## [Written exercise]
Return each line from the items below that contains the word "sleeve".

## [Information shown]
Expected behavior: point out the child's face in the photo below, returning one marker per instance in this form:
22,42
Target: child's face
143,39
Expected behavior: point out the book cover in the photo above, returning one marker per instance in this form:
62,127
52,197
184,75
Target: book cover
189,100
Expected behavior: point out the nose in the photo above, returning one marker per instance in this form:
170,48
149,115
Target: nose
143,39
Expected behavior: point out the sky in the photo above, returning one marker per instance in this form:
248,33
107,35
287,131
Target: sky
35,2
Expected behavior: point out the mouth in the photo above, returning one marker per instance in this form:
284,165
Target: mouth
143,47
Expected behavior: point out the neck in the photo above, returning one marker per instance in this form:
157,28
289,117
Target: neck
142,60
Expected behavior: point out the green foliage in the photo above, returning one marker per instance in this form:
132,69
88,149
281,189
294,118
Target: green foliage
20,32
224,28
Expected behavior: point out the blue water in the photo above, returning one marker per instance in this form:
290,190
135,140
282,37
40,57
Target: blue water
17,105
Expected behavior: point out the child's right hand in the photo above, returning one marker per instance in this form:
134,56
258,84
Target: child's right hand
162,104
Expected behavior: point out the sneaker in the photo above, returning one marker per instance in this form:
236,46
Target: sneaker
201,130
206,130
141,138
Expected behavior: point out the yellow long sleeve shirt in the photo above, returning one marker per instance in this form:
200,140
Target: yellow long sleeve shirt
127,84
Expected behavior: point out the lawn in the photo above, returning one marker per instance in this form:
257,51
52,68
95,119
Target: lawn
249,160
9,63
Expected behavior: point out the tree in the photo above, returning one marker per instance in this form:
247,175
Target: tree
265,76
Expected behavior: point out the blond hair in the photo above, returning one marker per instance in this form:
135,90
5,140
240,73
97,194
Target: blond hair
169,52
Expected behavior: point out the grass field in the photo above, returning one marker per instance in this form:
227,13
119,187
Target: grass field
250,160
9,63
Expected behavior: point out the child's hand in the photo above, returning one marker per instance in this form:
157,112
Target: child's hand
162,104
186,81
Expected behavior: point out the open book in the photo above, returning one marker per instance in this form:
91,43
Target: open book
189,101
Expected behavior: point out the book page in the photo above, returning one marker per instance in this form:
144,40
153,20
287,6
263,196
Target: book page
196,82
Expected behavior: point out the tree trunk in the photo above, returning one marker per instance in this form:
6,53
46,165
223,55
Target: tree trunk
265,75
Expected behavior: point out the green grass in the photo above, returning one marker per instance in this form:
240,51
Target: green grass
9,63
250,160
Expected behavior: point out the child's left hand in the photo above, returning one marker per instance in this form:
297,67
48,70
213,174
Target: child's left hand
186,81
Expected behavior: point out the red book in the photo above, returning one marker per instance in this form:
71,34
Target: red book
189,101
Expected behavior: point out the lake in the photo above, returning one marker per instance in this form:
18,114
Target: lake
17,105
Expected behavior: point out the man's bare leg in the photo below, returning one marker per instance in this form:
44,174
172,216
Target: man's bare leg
--
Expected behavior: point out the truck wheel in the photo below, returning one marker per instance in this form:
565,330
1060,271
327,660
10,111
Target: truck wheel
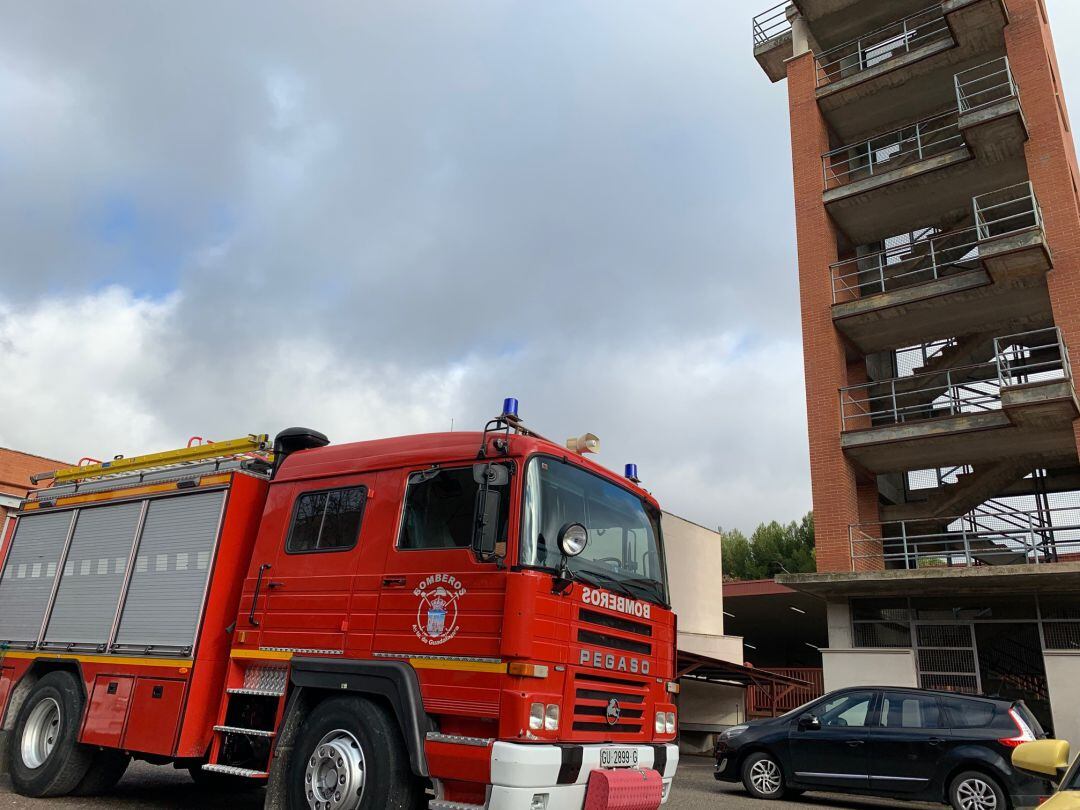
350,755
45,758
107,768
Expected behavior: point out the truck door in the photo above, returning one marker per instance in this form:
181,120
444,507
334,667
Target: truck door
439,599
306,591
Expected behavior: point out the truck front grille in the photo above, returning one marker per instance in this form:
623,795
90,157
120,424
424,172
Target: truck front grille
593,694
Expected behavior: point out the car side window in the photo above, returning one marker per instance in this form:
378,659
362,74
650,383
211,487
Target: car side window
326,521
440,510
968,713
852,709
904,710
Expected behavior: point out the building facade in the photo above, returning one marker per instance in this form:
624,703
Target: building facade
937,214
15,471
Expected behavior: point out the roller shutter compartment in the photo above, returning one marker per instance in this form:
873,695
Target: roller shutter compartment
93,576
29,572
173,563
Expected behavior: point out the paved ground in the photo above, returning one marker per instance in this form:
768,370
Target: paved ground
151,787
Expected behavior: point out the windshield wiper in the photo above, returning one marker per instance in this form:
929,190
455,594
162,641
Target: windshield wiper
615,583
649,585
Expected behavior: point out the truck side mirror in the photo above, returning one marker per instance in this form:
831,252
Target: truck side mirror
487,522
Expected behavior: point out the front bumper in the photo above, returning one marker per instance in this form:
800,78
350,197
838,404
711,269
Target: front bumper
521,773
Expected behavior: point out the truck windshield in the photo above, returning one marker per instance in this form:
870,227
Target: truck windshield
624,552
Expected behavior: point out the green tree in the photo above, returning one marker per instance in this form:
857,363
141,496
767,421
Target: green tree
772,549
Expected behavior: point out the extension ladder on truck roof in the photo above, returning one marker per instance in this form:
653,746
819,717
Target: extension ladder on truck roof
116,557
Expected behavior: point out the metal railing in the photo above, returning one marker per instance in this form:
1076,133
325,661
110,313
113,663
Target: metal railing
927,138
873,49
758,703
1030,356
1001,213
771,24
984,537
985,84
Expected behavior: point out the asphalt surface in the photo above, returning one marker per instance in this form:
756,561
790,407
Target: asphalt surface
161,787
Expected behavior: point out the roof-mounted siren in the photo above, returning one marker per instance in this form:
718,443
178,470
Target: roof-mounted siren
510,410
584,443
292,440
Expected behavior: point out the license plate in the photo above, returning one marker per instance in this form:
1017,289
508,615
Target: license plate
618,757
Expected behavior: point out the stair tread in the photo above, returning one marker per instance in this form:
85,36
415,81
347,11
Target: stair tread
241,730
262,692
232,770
==
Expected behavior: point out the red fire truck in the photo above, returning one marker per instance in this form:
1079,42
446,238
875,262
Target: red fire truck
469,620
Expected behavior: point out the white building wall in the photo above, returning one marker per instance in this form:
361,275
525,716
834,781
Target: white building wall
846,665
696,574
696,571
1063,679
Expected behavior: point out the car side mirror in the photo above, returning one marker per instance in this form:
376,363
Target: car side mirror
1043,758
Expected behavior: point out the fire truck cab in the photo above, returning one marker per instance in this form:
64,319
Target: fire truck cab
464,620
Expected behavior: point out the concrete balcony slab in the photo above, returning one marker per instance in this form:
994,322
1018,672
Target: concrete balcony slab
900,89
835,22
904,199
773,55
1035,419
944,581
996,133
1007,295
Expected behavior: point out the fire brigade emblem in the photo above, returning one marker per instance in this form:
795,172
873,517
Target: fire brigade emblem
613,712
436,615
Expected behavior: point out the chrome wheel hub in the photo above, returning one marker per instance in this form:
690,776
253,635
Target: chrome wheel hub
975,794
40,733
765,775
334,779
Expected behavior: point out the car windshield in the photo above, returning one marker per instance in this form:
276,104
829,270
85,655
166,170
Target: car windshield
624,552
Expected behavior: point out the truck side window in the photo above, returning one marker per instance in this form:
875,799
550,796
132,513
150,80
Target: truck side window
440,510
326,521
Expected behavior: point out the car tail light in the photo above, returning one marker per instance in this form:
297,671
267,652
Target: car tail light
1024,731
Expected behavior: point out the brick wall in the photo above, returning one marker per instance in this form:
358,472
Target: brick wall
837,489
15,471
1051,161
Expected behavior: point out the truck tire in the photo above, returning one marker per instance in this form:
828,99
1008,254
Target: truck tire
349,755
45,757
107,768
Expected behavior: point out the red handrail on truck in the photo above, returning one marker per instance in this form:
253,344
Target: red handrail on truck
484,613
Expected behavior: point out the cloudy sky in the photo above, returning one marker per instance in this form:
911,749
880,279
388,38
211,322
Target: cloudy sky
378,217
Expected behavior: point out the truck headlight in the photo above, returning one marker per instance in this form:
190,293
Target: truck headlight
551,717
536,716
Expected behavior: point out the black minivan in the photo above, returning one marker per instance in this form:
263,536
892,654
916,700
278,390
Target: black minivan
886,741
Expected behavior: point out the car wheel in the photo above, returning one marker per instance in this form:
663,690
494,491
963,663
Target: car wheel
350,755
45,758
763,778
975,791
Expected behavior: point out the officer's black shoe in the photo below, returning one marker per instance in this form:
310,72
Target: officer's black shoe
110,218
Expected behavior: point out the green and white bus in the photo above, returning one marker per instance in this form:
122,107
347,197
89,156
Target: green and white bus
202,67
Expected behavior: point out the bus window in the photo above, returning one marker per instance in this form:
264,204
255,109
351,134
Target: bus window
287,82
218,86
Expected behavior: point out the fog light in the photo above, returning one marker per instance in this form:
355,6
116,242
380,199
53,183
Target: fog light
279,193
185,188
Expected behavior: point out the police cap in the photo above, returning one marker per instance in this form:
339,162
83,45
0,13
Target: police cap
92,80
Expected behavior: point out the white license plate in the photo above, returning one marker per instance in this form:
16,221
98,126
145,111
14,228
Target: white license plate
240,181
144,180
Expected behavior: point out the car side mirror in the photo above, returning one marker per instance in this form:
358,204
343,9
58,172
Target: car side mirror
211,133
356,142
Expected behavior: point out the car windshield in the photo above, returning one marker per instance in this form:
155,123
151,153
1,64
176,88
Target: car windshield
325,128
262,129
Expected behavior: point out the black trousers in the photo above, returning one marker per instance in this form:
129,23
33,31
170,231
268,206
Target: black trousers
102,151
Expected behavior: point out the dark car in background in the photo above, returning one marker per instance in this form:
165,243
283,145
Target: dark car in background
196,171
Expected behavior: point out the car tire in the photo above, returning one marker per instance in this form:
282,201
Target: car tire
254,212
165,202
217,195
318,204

## [Task answer]
Expected behavior: point out the yellow long sleeve shirt in the photo above, returning one marker per instance in this form:
Target: yellow long sleeve shirt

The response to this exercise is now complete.